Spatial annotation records
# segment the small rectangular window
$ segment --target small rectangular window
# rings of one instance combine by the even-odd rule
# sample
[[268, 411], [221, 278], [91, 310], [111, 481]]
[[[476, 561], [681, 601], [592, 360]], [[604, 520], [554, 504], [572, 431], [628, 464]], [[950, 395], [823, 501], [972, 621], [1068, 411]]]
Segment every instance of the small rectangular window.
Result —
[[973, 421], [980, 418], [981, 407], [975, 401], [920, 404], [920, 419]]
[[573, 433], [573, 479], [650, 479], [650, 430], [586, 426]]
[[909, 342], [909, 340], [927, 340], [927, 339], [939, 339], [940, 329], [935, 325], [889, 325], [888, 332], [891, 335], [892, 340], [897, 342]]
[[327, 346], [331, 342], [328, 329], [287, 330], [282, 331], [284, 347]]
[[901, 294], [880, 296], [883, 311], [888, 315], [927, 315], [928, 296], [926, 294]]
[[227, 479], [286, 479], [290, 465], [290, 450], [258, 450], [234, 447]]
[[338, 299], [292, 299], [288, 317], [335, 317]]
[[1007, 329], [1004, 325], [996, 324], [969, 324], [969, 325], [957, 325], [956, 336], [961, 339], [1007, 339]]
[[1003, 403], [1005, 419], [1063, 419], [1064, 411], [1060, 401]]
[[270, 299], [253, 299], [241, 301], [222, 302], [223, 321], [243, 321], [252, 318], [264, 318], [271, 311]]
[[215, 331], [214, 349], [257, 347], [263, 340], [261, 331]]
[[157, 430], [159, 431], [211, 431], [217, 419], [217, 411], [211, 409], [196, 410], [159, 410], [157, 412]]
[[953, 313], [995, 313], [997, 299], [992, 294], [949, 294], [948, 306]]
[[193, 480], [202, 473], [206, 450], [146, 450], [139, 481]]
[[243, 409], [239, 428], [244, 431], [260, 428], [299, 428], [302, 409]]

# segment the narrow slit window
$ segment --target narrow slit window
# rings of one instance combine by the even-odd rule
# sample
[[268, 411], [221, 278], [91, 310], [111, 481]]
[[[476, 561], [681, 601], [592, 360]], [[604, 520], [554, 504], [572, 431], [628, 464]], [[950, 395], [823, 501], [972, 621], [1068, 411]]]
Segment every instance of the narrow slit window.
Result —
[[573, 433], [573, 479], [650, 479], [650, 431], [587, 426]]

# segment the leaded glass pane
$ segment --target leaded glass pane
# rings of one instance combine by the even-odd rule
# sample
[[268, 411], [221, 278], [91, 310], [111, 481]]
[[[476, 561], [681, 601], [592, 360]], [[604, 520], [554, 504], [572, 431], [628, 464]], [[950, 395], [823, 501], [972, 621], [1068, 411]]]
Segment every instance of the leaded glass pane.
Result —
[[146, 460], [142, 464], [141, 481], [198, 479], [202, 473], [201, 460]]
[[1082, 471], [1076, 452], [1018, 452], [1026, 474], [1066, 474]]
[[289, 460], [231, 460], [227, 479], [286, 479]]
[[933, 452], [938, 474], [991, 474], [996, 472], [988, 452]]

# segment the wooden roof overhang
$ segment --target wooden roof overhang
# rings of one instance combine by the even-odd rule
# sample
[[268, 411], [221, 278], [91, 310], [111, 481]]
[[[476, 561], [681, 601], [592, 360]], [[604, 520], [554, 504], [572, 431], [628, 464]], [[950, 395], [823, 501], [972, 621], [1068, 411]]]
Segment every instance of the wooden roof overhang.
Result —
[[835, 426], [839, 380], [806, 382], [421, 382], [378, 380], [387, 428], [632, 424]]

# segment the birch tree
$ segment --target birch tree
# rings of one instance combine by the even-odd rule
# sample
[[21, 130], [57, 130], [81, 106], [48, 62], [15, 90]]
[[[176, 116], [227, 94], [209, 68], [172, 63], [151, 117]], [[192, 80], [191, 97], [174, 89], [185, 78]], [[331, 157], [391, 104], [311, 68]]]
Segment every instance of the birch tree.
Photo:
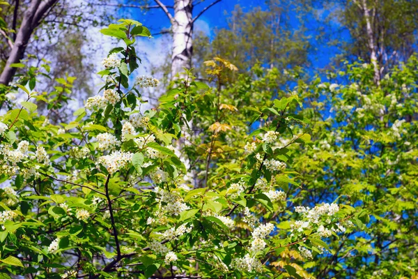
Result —
[[[13, 64], [20, 63], [24, 57], [25, 50], [35, 29], [39, 26], [41, 21], [58, 1], [59, 0], [31, 1], [29, 8], [24, 12], [22, 24], [19, 27], [15, 25], [16, 16], [13, 17], [14, 24], [12, 28], [14, 28], [13, 31], [16, 33], [16, 36], [14, 41], [8, 38], [10, 52], [0, 75], [0, 84], [8, 85], [11, 82], [17, 70]], [[15, 2], [15, 9], [17, 10], [19, 8], [18, 1]], [[13, 36], [13, 37], [15, 36]]]

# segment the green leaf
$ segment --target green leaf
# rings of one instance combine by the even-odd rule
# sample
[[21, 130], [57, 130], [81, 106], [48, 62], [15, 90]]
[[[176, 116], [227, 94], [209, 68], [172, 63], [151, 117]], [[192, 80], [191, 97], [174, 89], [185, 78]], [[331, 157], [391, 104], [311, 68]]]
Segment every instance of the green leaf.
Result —
[[224, 230], [229, 230], [229, 228], [226, 227], [225, 224], [224, 224], [224, 222], [221, 221], [219, 219], [217, 218], [215, 216], [206, 216], [205, 219], [208, 220], [208, 221], [215, 223], [215, 224], [221, 227]]
[[264, 205], [266, 209], [272, 212], [273, 204], [268, 196], [266, 196], [265, 194], [261, 193], [256, 196], [256, 199]]
[[127, 77], [127, 65], [126, 65], [126, 63], [121, 63], [121, 66], [119, 66], [119, 70], [121, 71], [121, 73], [122, 75]]
[[30, 102], [22, 102], [20, 103], [20, 104], [31, 112], [33, 112], [38, 108], [38, 106]]
[[300, 277], [300, 276], [296, 273], [296, 269], [295, 269], [293, 266], [288, 264], [284, 266], [284, 268], [291, 276], [293, 276], [297, 279], [302, 279], [302, 277]]
[[157, 142], [148, 142], [146, 144], [146, 146], [152, 148], [153, 149], [155, 149], [163, 154], [168, 155], [169, 156], [176, 157], [176, 154], [174, 154], [174, 153], [171, 150], [169, 149], [167, 147], [162, 146]]
[[98, 124], [86, 125], [86, 126], [84, 126], [84, 130], [100, 130], [102, 132], [107, 132], [107, 129], [106, 128], [106, 127], [102, 126], [101, 125], [98, 125]]
[[212, 199], [208, 199], [206, 201], [206, 205], [208, 208], [212, 209], [212, 211], [218, 213], [222, 209], [222, 204], [217, 202], [212, 201]]
[[180, 213], [180, 218], [178, 218], [178, 222], [181, 222], [185, 220], [190, 219], [192, 217], [194, 216], [196, 213], [199, 211], [200, 209], [194, 209], [190, 210], [186, 210]]
[[16, 86], [17, 87], [19, 87], [20, 89], [21, 89], [22, 90], [23, 90], [24, 91], [26, 92], [26, 94], [28, 94], [28, 96], [31, 95], [31, 93], [29, 92], [29, 91], [22, 84], [16, 84]]
[[84, 112], [86, 112], [86, 109], [84, 107], [80, 107], [79, 109], [78, 109], [77, 110], [74, 112], [72, 115], [74, 115], [75, 116], [77, 116], [79, 115], [84, 114]]
[[132, 165], [138, 169], [141, 169], [141, 166], [144, 163], [144, 154], [140, 152], [137, 152], [132, 156]]
[[141, 36], [143, 37], [150, 37], [151, 32], [148, 28], [143, 26], [136, 26], [131, 30], [130, 33], [135, 36]]
[[10, 68], [24, 68], [24, 64], [22, 63], [13, 63], [10, 64]]
[[206, 191], [206, 188], [198, 188], [197, 189], [193, 189], [187, 193], [187, 195], [185, 197], [185, 201], [188, 201], [194, 196], [200, 196]]
[[121, 29], [104, 28], [100, 30], [103, 35], [110, 36], [111, 37], [118, 38], [120, 39], [126, 38], [126, 33]]
[[22, 262], [20, 262], [20, 259], [13, 256], [8, 256], [6, 259], [0, 259], [0, 262], [2, 262], [6, 264], [10, 264], [10, 266], [24, 267], [23, 264], [22, 264]]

▶ [What is being asked] Copy every line of the records above word for word, without the pictures.

▶ [Written reply]
# segment the small rectangular window
$ segment --target small rectangular window
# rings of one instance combine by the even-odd rule
# sample
[[268, 411], [221, 278], [91, 310], [111, 481]]
[[[476, 561], [681, 601], [592, 360]], [[604, 520], [554, 504], [572, 431], [628, 464]], [[950, 395], [823, 501], [972, 621], [1068, 411]]]
Segment every instance of the small rectangular window.
Result —
[[973, 421], [980, 418], [981, 407], [975, 401], [920, 404], [920, 419]]
[[573, 433], [573, 479], [650, 479], [650, 430], [586, 426]]
[[909, 342], [909, 340], [927, 340], [927, 339], [939, 339], [940, 329], [935, 325], [889, 325], [888, 332], [891, 335], [892, 340], [897, 342]]
[[327, 346], [331, 342], [328, 329], [287, 330], [282, 331], [284, 347]]
[[901, 294], [880, 296], [883, 311], [888, 315], [927, 315], [928, 296], [926, 294]]
[[227, 479], [286, 479], [290, 465], [290, 450], [258, 450], [234, 447]]
[[338, 299], [292, 299], [288, 317], [335, 317]]
[[1007, 329], [1004, 325], [996, 324], [969, 324], [969, 325], [957, 325], [956, 336], [961, 339], [1007, 339]]
[[1003, 403], [1005, 419], [1063, 419], [1064, 411], [1060, 401]]
[[270, 299], [253, 299], [241, 301], [222, 302], [223, 321], [243, 321], [252, 318], [264, 318], [271, 311]]
[[215, 331], [214, 349], [257, 347], [263, 340], [261, 331]]
[[157, 430], [159, 431], [211, 431], [217, 419], [217, 411], [211, 409], [196, 410], [159, 410], [157, 412]]
[[953, 313], [995, 313], [997, 299], [992, 294], [949, 294], [948, 306]]
[[193, 480], [202, 473], [206, 450], [146, 450], [139, 481]]
[[243, 409], [239, 428], [244, 431], [260, 428], [299, 428], [302, 409]]

# segment the narrow slit window
$ segment --target narrow slit window
# rings of one instance combine by the even-odd rule
# sample
[[268, 411], [221, 278], [91, 310], [111, 481]]
[[[476, 561], [681, 601], [592, 360]], [[604, 520], [554, 504], [572, 431], [628, 464]], [[950, 395], [823, 501], [972, 621], [1068, 411]]]
Segment every instance of the narrow slit window.
Result —
[[573, 433], [573, 479], [650, 479], [650, 431], [587, 426]]

# segment the leaded glass pane
$ segment --target leaded glass pane
# rings of one instance combine by the even-odd rule
# sample
[[268, 411], [221, 278], [91, 310], [111, 481]]
[[[476, 561], [681, 601], [592, 360]], [[604, 520], [554, 504], [572, 431], [628, 464]], [[950, 395], [823, 501], [972, 621], [1068, 411]]]
Segment every instance of the leaded glass pane.
Result —
[[146, 460], [142, 464], [141, 481], [198, 479], [202, 473], [201, 460]]
[[1082, 471], [1076, 452], [1018, 452], [1026, 474], [1066, 474]]
[[289, 460], [231, 460], [227, 479], [286, 479]]
[[933, 452], [938, 474], [991, 474], [996, 472], [988, 452]]

# segment the wooden roof overhang
$ segment --target wooden roof overhang
# rings of one instance combine by the even-odd rule
# sample
[[268, 411], [221, 278], [91, 310], [111, 481]]
[[[476, 561], [681, 601], [592, 360]], [[604, 520], [554, 504], [572, 431], [628, 464]], [[950, 395], [823, 501], [972, 621], [1068, 411]]]
Segment every instance of the wooden roof overhang.
Result —
[[835, 426], [839, 380], [806, 382], [421, 382], [378, 380], [387, 428], [632, 424]]

# segment the birch tree
$ segment --target birch tree
# rings of one instance combine by the even-odd rule
# sample
[[21, 130], [57, 130], [81, 106], [48, 62], [15, 90]]
[[[176, 116], [227, 94], [209, 68], [172, 63], [151, 117]], [[192, 80], [191, 97], [174, 89], [185, 78]], [[331, 157], [391, 104], [311, 68]]]
Segment every instance of the birch tree.
Photo:
Result —
[[[13, 64], [20, 63], [24, 57], [25, 50], [35, 29], [39, 26], [41, 21], [58, 1], [59, 0], [31, 1], [29, 8], [24, 12], [22, 24], [19, 27], [15, 25], [16, 16], [13, 17], [14, 24], [12, 28], [14, 28], [13, 31], [16, 33], [16, 36], [14, 41], [8, 38], [10, 52], [0, 75], [0, 84], [8, 85], [11, 82], [17, 70]], [[15, 2], [15, 9], [17, 10], [19, 8], [18, 1]], [[13, 36], [13, 37], [15, 36]]]

# segment the green leaf
$ segment --target green leaf
# rings of one instance combine by the even-odd rule
# sample
[[21, 130], [57, 130], [81, 106], [48, 62], [15, 90]]
[[[176, 116], [227, 94], [209, 68], [172, 63], [151, 117]], [[192, 80], [191, 97], [174, 89], [185, 78]], [[331, 157], [391, 104], [311, 68]]]
Segment every instance of the green leaf.
Result —
[[224, 230], [229, 230], [229, 228], [226, 227], [225, 224], [224, 224], [224, 222], [221, 221], [219, 219], [217, 218], [215, 216], [206, 216], [205, 219], [208, 220], [208, 221], [215, 223], [215, 224], [221, 227]]
[[264, 205], [266, 209], [272, 212], [273, 204], [268, 196], [266, 196], [265, 194], [261, 193], [256, 196], [256, 199]]
[[127, 77], [127, 65], [126, 65], [126, 63], [121, 63], [121, 66], [119, 66], [119, 70], [121, 71], [121, 73], [122, 75]]
[[30, 102], [22, 102], [20, 103], [20, 104], [31, 112], [33, 112], [38, 108], [38, 106]]
[[300, 277], [300, 276], [296, 273], [296, 269], [295, 269], [293, 266], [288, 264], [284, 266], [284, 268], [291, 276], [293, 276], [297, 279], [302, 279], [302, 277]]
[[157, 142], [148, 142], [146, 144], [146, 146], [152, 148], [153, 149], [155, 149], [163, 154], [168, 155], [169, 156], [176, 157], [176, 154], [174, 154], [174, 153], [171, 150], [169, 149], [167, 147], [162, 146]]
[[98, 124], [86, 125], [86, 126], [84, 126], [84, 130], [100, 130], [102, 132], [107, 132], [107, 129], [106, 128], [106, 127], [102, 126], [101, 125], [98, 125]]
[[212, 199], [208, 199], [206, 201], [206, 205], [208, 208], [212, 209], [212, 211], [218, 213], [222, 209], [222, 204], [217, 202], [212, 201]]
[[180, 213], [180, 218], [178, 218], [178, 222], [181, 222], [185, 220], [190, 219], [192, 217], [194, 216], [196, 213], [199, 211], [200, 209], [194, 209], [190, 210], [186, 210]]
[[16, 86], [17, 87], [19, 87], [20, 89], [21, 89], [22, 90], [23, 90], [24, 91], [26, 92], [26, 94], [28, 94], [28, 96], [31, 95], [31, 93], [29, 92], [29, 91], [22, 84], [16, 84]]
[[84, 112], [86, 112], [86, 109], [84, 107], [80, 107], [79, 109], [78, 109], [77, 110], [74, 112], [72, 115], [74, 115], [75, 116], [77, 116], [79, 115], [84, 114]]
[[132, 165], [138, 169], [141, 169], [141, 166], [144, 163], [144, 154], [140, 152], [137, 152], [132, 156]]
[[141, 36], [143, 37], [150, 37], [151, 32], [148, 28], [143, 26], [136, 26], [131, 30], [130, 33], [135, 36]]
[[10, 68], [24, 68], [24, 64], [22, 63], [13, 63], [10, 64]]
[[206, 191], [206, 188], [198, 188], [197, 189], [193, 189], [187, 193], [187, 195], [185, 197], [185, 201], [188, 201], [194, 196], [200, 196]]
[[121, 29], [104, 28], [100, 30], [103, 35], [110, 36], [111, 37], [118, 38], [120, 39], [126, 38], [126, 33]]
[[22, 262], [20, 262], [20, 259], [13, 256], [8, 256], [6, 259], [0, 259], [0, 262], [2, 262], [6, 264], [10, 264], [10, 266], [24, 267], [23, 264], [22, 264]]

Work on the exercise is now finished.